▸ Records:
★ ★ ★

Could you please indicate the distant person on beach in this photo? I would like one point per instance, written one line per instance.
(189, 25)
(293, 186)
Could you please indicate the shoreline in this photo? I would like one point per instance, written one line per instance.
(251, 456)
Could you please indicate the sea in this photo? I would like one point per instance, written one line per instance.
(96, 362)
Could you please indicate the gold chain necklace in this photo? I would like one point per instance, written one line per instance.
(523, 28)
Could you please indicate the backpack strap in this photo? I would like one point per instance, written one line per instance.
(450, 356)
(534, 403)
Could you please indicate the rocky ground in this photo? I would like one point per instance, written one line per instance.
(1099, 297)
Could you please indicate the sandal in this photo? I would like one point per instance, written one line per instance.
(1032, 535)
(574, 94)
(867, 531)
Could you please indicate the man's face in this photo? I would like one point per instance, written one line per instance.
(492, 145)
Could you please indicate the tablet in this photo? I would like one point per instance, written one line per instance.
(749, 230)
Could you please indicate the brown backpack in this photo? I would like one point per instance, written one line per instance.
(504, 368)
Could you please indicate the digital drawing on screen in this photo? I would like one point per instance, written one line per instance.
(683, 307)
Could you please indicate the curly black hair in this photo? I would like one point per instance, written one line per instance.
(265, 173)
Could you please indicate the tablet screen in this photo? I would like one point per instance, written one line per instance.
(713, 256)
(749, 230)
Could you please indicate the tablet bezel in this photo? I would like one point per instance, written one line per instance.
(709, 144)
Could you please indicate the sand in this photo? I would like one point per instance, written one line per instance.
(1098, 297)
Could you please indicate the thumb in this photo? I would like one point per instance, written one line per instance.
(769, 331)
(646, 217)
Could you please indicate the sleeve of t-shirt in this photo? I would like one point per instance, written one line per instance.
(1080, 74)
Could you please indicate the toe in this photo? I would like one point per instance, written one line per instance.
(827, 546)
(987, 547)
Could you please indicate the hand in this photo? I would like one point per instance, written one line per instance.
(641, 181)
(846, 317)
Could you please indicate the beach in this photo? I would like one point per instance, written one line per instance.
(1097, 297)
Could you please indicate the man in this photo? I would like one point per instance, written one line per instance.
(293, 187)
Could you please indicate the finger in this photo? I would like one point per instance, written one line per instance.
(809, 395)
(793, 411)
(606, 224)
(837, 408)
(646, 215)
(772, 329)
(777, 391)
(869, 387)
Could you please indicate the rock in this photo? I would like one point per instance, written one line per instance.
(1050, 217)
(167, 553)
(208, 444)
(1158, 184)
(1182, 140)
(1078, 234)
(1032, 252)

★ ★ ★

▸ Assignment: Please print the whole of the material verbatim.

▸ Written answer:
Could you please indicate the distant person on beach in this photo? I would like one point per instance, written one line per instance.
(189, 25)
(293, 186)
Could you please indicate the shoreline in this photo? I would like one point per instance, written one line per instance.
(251, 456)
Could you please indicate the sea in this photo? I would like one point per instance, written one line per instance.
(96, 362)
Could you please indicate the gold chain necklace in this photo? I would like one point per instance, written one line per instance.
(523, 28)
Could you please indicate the backpack strap in this photo? I would like one point per instance, written one line per instance.
(450, 356)
(534, 403)
Could you please indicate the rocky ground in this photo? I would like one point per instance, written one line per instance.
(1099, 297)
Could you please indicate the sandal in this photo? I would like one point per instance, written one line per instance.
(1032, 535)
(574, 94)
(867, 531)
Could you please indicate the man's face in this photo? I would like one point per instance, written one line per instance.
(492, 145)
Could you please indicate the tablet in this photo? I would like one point per instance, written one line per instance.
(749, 230)
Could you please indicate the brown backpack in this photo? I would like one point per instance, written one line per instance.
(504, 368)
Could you please indicate the digital drawing on screen in this photo? I would like one point per instance, written one line per instance.
(683, 307)
Could you please indicate the curly black hair in this photo? I would like one point per instance, written one line per instance.
(265, 173)
Could you please indicate the tablet screen in this photo? I would like one point per instance, written one line per instance.
(713, 256)
(749, 230)
Could you please indicate the tablet bezel in this photo? I would like one point per instance, written one line per instance.
(709, 144)
Could you please indicate the sand in this photo? I would like one point per instance, written one line per instance.
(1098, 297)
Could you please indicate the thumb in this photo? I would like one point per instance, written one line per instance.
(769, 331)
(646, 217)
Could you please indicate the sleeve of t-shirt in this photo? I would like one point per instance, written one line per instance.
(1080, 74)
Could you please indicate the toe in this photo? I would like one point per instance, written one line per instance.
(827, 546)
(987, 547)
Could you please indicate the hand in this photo? I would like one point per instance, written one line per instance.
(641, 181)
(846, 317)
Could you please indicate the beach in this photo? I would like one point per instance, written one line per instance.
(1097, 297)
Could you please indicate the man in this photo? I would like one point per instance, written one line per instance.
(293, 187)
Could you please indicate the finger in this photo? I would like one point per instance, written one line per instance.
(809, 395)
(793, 411)
(606, 224)
(837, 408)
(646, 215)
(772, 329)
(777, 391)
(869, 387)
Could you please indicate the rock in this photo? I would like one point per instance, written one line per instance.
(1050, 217)
(167, 553)
(208, 444)
(1158, 184)
(1182, 140)
(1078, 234)
(1032, 252)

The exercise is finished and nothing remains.